Excerpted data
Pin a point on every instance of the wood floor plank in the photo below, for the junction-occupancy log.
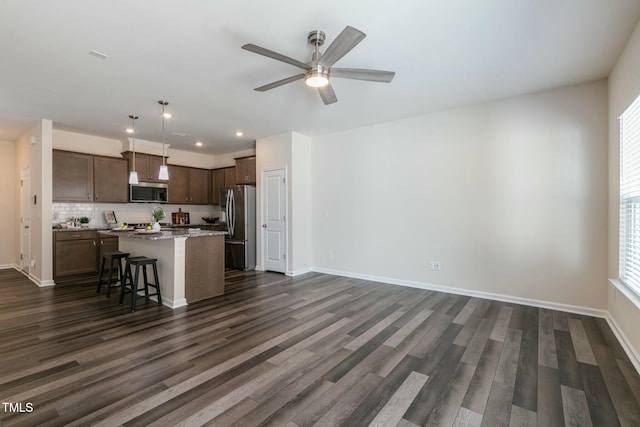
(521, 417)
(317, 349)
(623, 398)
(525, 390)
(499, 331)
(576, 410)
(477, 393)
(508, 362)
(600, 405)
(567, 361)
(467, 418)
(397, 405)
(546, 340)
(550, 412)
(498, 410)
(581, 345)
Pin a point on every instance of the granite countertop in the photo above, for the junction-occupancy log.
(164, 235)
(76, 229)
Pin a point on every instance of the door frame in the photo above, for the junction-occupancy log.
(263, 210)
(25, 212)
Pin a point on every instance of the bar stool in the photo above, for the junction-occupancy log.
(130, 283)
(111, 257)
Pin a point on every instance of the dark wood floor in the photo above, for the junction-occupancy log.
(314, 350)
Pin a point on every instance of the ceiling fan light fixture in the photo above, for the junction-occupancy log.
(316, 79)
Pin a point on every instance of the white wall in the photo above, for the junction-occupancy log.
(510, 197)
(300, 204)
(624, 87)
(39, 157)
(10, 212)
(83, 143)
(271, 153)
(291, 151)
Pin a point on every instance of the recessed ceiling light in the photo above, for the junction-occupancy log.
(98, 54)
(180, 133)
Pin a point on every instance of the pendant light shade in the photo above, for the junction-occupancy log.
(164, 170)
(164, 173)
(133, 175)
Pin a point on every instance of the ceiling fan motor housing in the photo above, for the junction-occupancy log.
(316, 37)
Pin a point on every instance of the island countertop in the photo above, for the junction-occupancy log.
(190, 263)
(164, 235)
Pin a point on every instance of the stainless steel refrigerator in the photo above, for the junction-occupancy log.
(238, 210)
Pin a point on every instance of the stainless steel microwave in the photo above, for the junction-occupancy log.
(149, 192)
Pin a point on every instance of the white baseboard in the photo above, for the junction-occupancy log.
(300, 271)
(588, 311)
(633, 354)
(34, 279)
(472, 293)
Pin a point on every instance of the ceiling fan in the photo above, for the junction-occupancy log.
(320, 69)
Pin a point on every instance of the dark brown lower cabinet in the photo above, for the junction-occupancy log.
(77, 254)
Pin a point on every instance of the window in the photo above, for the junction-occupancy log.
(630, 197)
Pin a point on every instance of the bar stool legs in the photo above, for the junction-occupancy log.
(112, 257)
(130, 284)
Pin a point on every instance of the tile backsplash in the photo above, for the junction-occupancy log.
(130, 212)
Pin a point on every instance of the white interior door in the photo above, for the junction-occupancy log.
(25, 219)
(274, 228)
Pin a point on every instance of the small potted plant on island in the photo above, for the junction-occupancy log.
(158, 214)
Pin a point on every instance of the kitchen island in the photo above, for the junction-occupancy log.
(190, 263)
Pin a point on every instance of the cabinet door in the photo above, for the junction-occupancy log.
(198, 186)
(246, 170)
(110, 183)
(178, 185)
(142, 165)
(229, 176)
(154, 168)
(107, 244)
(75, 257)
(72, 177)
(217, 181)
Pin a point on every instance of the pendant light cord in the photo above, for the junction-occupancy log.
(133, 139)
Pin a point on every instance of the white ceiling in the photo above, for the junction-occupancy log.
(444, 53)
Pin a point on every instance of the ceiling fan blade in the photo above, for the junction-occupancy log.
(346, 40)
(279, 83)
(363, 74)
(327, 94)
(275, 55)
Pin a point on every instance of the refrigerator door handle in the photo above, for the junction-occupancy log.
(232, 212)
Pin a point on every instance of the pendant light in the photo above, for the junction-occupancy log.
(164, 170)
(133, 175)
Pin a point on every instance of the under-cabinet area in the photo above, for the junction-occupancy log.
(77, 254)
(89, 178)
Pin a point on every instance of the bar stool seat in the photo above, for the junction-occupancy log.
(130, 284)
(111, 257)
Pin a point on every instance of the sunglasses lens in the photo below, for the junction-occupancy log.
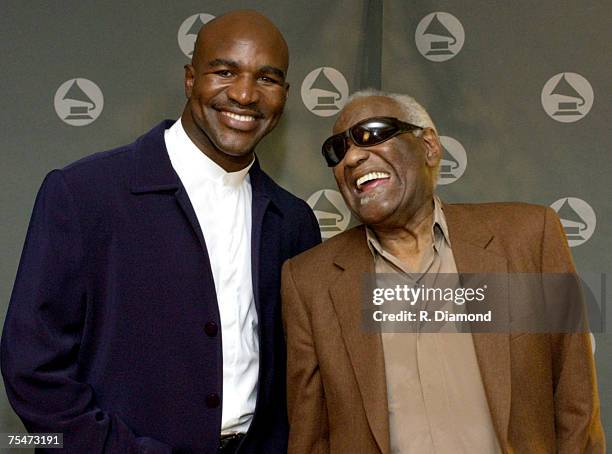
(334, 150)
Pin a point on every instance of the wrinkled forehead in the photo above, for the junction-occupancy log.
(367, 107)
(235, 41)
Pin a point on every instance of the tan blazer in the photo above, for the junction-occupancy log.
(541, 388)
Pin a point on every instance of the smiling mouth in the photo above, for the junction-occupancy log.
(371, 180)
(233, 116)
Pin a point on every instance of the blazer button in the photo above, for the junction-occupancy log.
(211, 329)
(213, 400)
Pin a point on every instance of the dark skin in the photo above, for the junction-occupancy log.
(235, 87)
(398, 207)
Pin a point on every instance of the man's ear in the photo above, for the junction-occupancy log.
(433, 147)
(189, 78)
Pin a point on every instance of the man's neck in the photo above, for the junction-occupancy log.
(409, 242)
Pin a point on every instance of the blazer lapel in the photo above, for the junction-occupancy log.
(476, 251)
(364, 348)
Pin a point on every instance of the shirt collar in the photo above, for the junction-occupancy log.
(193, 166)
(439, 230)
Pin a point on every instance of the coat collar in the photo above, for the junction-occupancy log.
(475, 251)
(152, 171)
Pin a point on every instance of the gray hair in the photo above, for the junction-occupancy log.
(414, 112)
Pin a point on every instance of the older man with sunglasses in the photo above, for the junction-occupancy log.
(354, 391)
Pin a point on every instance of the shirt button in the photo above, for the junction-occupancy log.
(211, 329)
(213, 400)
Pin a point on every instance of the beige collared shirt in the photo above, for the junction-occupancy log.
(436, 398)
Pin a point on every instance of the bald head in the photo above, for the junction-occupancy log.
(243, 25)
(235, 86)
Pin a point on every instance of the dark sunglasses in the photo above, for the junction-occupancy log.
(366, 133)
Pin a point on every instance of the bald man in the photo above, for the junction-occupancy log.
(145, 316)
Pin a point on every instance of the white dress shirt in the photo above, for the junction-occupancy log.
(222, 203)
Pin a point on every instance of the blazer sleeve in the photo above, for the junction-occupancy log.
(43, 330)
(308, 423)
(577, 414)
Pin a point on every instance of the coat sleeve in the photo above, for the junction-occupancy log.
(308, 423)
(577, 414)
(309, 234)
(43, 330)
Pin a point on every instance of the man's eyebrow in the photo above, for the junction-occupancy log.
(266, 69)
(273, 70)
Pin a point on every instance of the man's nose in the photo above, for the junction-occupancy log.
(243, 90)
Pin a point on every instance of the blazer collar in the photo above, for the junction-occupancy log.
(475, 250)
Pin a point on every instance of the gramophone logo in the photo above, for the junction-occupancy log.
(324, 91)
(188, 31)
(78, 102)
(567, 97)
(577, 218)
(453, 162)
(439, 36)
(331, 212)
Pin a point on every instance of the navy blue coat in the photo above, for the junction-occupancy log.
(112, 334)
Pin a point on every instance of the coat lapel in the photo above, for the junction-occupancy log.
(364, 348)
(476, 251)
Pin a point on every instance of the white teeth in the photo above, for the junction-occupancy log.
(371, 176)
(239, 117)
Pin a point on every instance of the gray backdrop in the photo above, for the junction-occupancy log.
(520, 92)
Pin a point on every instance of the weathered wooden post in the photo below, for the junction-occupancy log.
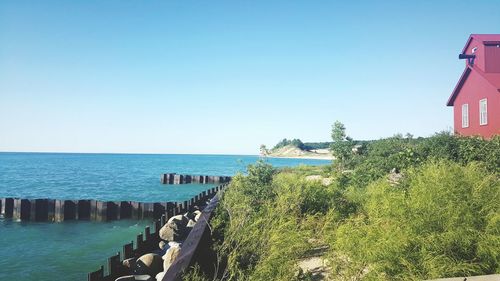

Set task
Return every line of the material above that contains the string "steel", matching case exactly.

Written answer
Pin a point on every instance of the stainless steel refrigerator in the photo above, for the junction-occupancy log.
Pin a point on every instance of the stainless steel microwave in the photo above, for the junction-occupancy log.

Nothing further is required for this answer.